**GIVEN PROBLEM:**
Return verbatim the stretch of the records below that starts with the line containing "point_to(query) returns one keypoint per instance of the cup" and ends with the line containing "Query: wood grain", including both of those lines.

[begin DATA FOR THIS TASK]

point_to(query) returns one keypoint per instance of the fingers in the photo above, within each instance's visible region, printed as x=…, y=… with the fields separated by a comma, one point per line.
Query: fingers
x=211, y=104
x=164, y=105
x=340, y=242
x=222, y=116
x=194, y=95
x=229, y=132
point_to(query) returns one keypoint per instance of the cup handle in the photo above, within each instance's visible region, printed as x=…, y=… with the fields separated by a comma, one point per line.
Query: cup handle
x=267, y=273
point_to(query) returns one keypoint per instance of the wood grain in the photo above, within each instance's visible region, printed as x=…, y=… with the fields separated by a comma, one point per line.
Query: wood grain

[end DATA FOR THIS TASK]
[begin DATA FOR THIS TASK]

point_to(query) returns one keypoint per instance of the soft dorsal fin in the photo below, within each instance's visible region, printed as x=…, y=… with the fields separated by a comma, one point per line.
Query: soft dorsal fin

[end DATA FOR THIS TASK]

**TASK RESULT:**
point_to(query) returns one keypoint per instance of the cup handle in the photo above, within each instance's visible region, printed as x=…, y=… with the fields separated by a comma, one point per line.
Query: cup handle
x=267, y=273
point_to(query) returns one keypoint per instance of the wood grain in the photo above, within each instance's visible region, printed as x=…, y=… with the fields separated by a comma, one point per line.
Query: wood grain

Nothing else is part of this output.